## Excerpt

= Beginning of Section =

Gavin: I have a story about when we put out our first album, About You. I was asked at the time about the title of the record and I think I was really convinced that I really had written a record that a lot of it was about this other person who I was really fixated on. And then I remember reading something a fan had written about the record afterwards and they were like, “And obviously, the title is ironic because it’s called About You, but it’s a record about the person who’s singing these songs; it says much more about her than it does about the person that she’s singing about.”And I just thought it was funny because it just shows how deluded you can be about what you’ve written about, and I think that that’s actually just as interesting. Asking an artist what they’ve written about and then seeing what they get wrong about themselves, that’s really fascinating because it also then dictates the path forward. It’s kind of what you said earlier about whatever you’ve written about, you kind of have this pull to then go and explore another piece because we’re all very expansive creatures and you’re never gonna get the whole thing right in one go. So all that to say, there’s a song on the record called “Loose Garment.” And the lyrics on the song are kind of about how I’m still a human that experiences emotions really deeply and I have a very deep range of emotion, but these emotions, I used to be really in their grip, and now as part of getting older and making just changes in my inner life, I have a little bit of space that allows me to experience a very wide range of emotion without losing myself in it. So I think that this is a document of just us coming of age a bit more and having more access to things like joy and choice. There is suffering and loss on this album, but there’s a lot more tenderness in my relationship with myself on the record, and there’s a celebration of that. So, yeah, I can’t condense it into one thing, but at least at this point, I am aware of the fact that I’m writing about myself.

Baltin: Are there artists that you admire for the way they’ve evolved?

Maskin: I would say Joni Mitchell. Every record of hers you can hear her growth sonically, and I’ve always just found it to be so interesting because I think you can get stuck in a trap, especially nowadays. Maybe it’s more of a reminder to not try to recreate something you’ve already done because it’s been successful and I feel like she always did something that was new and interesting to her no matter what and that was the guiding force to the songs that she was making.

McPherson: Yeah, definitely. I think in the music industry, there’s so much emphasis put on the works that you do as a young person, I think just because we’re a very youth-centric society. But a lot of the times I find the music that is the most influential and helpful to me is often made by women who are in their 40s.

So there are numerous artists that I’m obsessed with in that way. Joni being one of them, for sure. All my favorite stuff of hers is stuff that she made in the ’90s. And I love Shawn Colvin. I love divorce music. I think that is just some of the hottest s**t on the streets that people are sleeping on.

Baltin: The Chicks actually gave me their whole divorce playlist. So what are your top two divorce songs?

McPherson: There are so many good ones. I’m obsessed with the whole album, A Few Small Repairs by Shawn Colvin. I think there’s some divorce bangers on that record. I really did like the new Adele record, thought that some good divorce bangers on it. The Chicks have great divorce bangers.

Baltin: Just please tell me when you’re all older and the time is right, that you will make a record called Divorce Bangers.

McPherson: That’ll be sick.

Baltin: What’s the one song off this album that you are most excited to see how fans respond to it live?

Maskin: I’m actually gonna say this song, “What I Want,” which might be other people’s answers too. Naomi and I worked with our generalized production manager and everything man on getting our temper tones in and we were doing that and we’re like, “Oh f**k, this is gonna be sick.” And also the gays will go crazy.

Gavin: Yeah, that’s the one, undoubtedly.

= End of Section =

## Task brief
Quote the interview word for word between "McPherson: Yeah, definitely." and "are sleeping on.", inclusive. The material has nothing to do with this.

(Stored items)
= Beginning of Section =

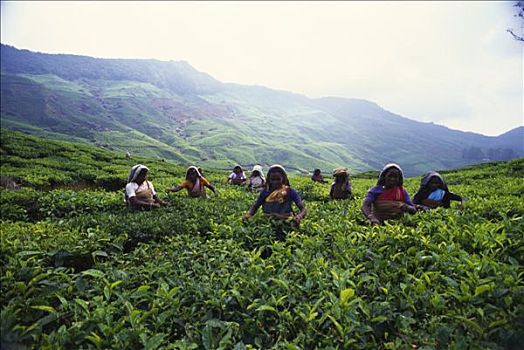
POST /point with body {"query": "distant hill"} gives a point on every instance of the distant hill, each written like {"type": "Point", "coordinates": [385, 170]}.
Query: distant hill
{"type": "Point", "coordinates": [170, 110]}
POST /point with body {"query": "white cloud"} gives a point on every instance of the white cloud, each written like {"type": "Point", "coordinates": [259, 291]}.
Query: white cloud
{"type": "Point", "coordinates": [446, 62]}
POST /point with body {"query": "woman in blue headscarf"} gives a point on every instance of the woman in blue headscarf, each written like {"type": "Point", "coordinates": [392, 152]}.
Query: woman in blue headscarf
{"type": "Point", "coordinates": [434, 192]}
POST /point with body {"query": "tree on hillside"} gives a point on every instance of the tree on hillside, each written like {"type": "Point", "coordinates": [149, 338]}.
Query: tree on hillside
{"type": "Point", "coordinates": [520, 8]}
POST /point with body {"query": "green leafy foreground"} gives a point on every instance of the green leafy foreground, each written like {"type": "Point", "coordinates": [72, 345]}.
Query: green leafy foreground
{"type": "Point", "coordinates": [79, 270]}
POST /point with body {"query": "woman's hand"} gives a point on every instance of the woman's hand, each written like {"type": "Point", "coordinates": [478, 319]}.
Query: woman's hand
{"type": "Point", "coordinates": [373, 220]}
{"type": "Point", "coordinates": [298, 218]}
{"type": "Point", "coordinates": [246, 217]}
{"type": "Point", "coordinates": [408, 208]}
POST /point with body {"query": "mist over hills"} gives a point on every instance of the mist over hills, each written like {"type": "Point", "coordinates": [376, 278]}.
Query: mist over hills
{"type": "Point", "coordinates": [170, 110]}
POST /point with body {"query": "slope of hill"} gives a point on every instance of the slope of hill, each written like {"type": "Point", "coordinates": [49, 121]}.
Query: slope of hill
{"type": "Point", "coordinates": [170, 110]}
{"type": "Point", "coordinates": [80, 270]}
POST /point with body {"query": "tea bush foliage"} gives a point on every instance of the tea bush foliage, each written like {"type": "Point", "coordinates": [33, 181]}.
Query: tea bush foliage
{"type": "Point", "coordinates": [80, 270]}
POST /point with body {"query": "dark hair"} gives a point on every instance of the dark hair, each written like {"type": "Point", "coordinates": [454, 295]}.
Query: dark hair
{"type": "Point", "coordinates": [192, 169]}
{"type": "Point", "coordinates": [281, 171]}
{"type": "Point", "coordinates": [382, 178]}
{"type": "Point", "coordinates": [341, 177]}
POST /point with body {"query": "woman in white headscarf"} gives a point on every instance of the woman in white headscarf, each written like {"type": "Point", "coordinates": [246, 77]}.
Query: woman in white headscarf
{"type": "Point", "coordinates": [139, 192]}
{"type": "Point", "coordinates": [195, 184]}
{"type": "Point", "coordinates": [277, 197]}
{"type": "Point", "coordinates": [388, 199]}
{"type": "Point", "coordinates": [257, 181]}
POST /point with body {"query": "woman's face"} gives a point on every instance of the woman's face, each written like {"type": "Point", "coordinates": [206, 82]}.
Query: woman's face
{"type": "Point", "coordinates": [141, 177]}
{"type": "Point", "coordinates": [434, 183]}
{"type": "Point", "coordinates": [276, 179]}
{"type": "Point", "coordinates": [392, 178]}
{"type": "Point", "coordinates": [192, 173]}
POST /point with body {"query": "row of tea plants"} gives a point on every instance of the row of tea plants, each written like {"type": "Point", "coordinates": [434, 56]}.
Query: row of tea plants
{"type": "Point", "coordinates": [79, 270]}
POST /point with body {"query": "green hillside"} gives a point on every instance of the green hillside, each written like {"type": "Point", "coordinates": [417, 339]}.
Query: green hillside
{"type": "Point", "coordinates": [79, 270]}
{"type": "Point", "coordinates": [169, 110]}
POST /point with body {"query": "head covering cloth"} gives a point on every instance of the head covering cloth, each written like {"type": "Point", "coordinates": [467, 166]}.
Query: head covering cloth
{"type": "Point", "coordinates": [135, 171]}
{"type": "Point", "coordinates": [382, 177]}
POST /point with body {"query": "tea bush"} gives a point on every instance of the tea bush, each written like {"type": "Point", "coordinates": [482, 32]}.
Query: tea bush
{"type": "Point", "coordinates": [80, 270]}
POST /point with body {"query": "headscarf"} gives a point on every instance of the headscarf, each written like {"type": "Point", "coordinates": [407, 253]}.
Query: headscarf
{"type": "Point", "coordinates": [340, 171]}
{"type": "Point", "coordinates": [260, 171]}
{"type": "Point", "coordinates": [280, 169]}
{"type": "Point", "coordinates": [238, 167]}
{"type": "Point", "coordinates": [382, 177]}
{"type": "Point", "coordinates": [135, 171]}
{"type": "Point", "coordinates": [194, 168]}
{"type": "Point", "coordinates": [424, 190]}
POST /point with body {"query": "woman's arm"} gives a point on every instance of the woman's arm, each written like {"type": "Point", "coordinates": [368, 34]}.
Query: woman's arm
{"type": "Point", "coordinates": [212, 188]}
{"type": "Point", "coordinates": [302, 212]}
{"type": "Point", "coordinates": [175, 188]}
{"type": "Point", "coordinates": [137, 203]}
{"type": "Point", "coordinates": [159, 201]}
{"type": "Point", "coordinates": [251, 211]}
{"type": "Point", "coordinates": [366, 210]}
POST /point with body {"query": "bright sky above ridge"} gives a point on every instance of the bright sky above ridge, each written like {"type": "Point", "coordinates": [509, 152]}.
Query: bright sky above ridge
{"type": "Point", "coordinates": [451, 63]}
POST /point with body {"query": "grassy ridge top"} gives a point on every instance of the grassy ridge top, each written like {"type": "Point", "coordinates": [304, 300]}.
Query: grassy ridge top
{"type": "Point", "coordinates": [81, 271]}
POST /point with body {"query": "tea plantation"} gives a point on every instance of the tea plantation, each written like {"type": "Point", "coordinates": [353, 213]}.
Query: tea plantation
{"type": "Point", "coordinates": [80, 271]}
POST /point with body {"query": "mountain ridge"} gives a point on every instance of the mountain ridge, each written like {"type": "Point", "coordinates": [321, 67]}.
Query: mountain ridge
{"type": "Point", "coordinates": [174, 111]}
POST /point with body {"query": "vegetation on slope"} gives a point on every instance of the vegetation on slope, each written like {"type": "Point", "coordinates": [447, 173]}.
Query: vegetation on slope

= End of Section =

## Response to the task
McPherson: Yeah, definitely. I think in the music industry, there’s so much emphasis put on the works that you do as a young person, I think just because we’re a very youth-centric society. But a lot of the times I find the music that is the most influential and helpful to me is often made by women who are in their 40s.

So there are numerous artists that I’m obsessed with in that way. Joni being one of them, for sure. All my favorite stuff of hers is stuff that she made in the ’90s. And I love Shawn Colvin. I love divorce music. I think that is just some of the hottest s**t on the streets that people are sleeping on.